> **Exercise description**
Identify and pull out each line of the entries in which "large" occurs.

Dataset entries
***
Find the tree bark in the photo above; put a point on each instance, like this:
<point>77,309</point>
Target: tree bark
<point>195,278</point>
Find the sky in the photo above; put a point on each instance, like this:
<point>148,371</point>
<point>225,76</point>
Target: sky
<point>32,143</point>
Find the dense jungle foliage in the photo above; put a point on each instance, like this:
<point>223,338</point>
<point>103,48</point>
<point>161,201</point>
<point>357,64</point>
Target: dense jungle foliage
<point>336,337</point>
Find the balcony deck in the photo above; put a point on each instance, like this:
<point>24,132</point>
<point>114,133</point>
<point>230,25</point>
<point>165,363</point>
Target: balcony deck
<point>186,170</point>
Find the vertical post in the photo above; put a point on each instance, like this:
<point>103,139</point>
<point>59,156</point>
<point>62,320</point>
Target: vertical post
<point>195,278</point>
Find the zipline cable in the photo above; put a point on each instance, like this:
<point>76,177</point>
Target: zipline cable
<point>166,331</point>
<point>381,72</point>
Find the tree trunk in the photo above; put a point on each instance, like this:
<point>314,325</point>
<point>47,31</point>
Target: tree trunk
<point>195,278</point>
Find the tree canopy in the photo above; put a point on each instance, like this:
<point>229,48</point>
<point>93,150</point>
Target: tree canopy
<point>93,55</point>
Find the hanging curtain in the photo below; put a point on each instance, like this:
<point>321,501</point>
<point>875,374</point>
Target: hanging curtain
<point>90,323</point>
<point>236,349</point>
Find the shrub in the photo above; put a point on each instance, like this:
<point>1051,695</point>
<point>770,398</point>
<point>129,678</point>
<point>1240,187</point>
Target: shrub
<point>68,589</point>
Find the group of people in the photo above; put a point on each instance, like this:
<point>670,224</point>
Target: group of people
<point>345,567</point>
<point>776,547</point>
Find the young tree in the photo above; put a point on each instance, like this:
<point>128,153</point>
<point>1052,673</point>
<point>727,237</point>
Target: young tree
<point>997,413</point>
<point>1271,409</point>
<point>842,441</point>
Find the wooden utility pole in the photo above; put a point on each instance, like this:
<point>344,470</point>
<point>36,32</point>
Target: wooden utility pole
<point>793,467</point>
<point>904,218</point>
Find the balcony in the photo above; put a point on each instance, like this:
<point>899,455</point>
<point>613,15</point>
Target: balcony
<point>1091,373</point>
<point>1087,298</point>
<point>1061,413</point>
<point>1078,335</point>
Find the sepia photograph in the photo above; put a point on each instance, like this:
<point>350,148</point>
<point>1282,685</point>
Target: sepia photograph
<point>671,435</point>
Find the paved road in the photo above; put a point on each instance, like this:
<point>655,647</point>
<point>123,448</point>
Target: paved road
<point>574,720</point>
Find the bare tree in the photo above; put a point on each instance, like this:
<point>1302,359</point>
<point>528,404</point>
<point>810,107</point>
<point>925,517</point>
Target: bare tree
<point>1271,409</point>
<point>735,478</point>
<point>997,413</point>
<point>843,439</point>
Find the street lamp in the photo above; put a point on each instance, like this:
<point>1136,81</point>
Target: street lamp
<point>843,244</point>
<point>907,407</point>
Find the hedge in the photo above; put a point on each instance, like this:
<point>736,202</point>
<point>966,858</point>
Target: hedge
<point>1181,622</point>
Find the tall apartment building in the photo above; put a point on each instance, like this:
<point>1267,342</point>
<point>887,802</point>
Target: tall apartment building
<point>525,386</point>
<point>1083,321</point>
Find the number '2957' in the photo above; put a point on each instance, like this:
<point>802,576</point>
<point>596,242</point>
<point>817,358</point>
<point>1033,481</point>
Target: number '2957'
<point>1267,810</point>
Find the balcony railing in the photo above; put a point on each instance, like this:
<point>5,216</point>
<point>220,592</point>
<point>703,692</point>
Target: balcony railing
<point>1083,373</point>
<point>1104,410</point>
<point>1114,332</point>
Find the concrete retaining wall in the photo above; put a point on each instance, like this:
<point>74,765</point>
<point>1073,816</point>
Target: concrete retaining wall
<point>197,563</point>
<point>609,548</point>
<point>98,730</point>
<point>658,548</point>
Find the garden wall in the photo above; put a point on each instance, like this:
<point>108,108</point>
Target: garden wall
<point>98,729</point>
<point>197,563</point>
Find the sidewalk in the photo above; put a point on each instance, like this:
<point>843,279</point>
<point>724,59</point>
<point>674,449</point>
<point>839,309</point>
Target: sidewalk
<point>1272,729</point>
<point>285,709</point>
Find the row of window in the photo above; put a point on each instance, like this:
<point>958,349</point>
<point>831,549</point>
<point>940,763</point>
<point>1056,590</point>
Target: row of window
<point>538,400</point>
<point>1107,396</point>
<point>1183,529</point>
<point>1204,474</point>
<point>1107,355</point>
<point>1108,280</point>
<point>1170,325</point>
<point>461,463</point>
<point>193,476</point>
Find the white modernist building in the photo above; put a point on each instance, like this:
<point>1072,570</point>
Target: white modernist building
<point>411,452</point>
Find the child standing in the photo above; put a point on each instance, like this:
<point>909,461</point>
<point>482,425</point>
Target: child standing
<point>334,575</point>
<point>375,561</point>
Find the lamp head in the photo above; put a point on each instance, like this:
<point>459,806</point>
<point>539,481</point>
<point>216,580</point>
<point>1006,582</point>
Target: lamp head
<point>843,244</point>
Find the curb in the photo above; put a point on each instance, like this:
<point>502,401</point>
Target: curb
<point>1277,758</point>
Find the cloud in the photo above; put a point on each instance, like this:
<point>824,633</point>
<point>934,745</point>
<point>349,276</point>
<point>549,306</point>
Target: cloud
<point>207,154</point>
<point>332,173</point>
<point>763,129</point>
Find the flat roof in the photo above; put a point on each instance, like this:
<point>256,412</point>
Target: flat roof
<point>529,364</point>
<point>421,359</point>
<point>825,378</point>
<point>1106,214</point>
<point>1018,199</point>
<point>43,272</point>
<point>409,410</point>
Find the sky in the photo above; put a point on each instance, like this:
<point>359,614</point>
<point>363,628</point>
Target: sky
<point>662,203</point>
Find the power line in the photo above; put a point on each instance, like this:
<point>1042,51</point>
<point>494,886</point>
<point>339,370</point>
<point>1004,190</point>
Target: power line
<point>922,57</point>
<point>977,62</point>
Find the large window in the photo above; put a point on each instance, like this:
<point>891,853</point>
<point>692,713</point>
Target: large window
***
> **Your solution**
Find the large window in the photo above; put a point on each instance, like this:
Target: large window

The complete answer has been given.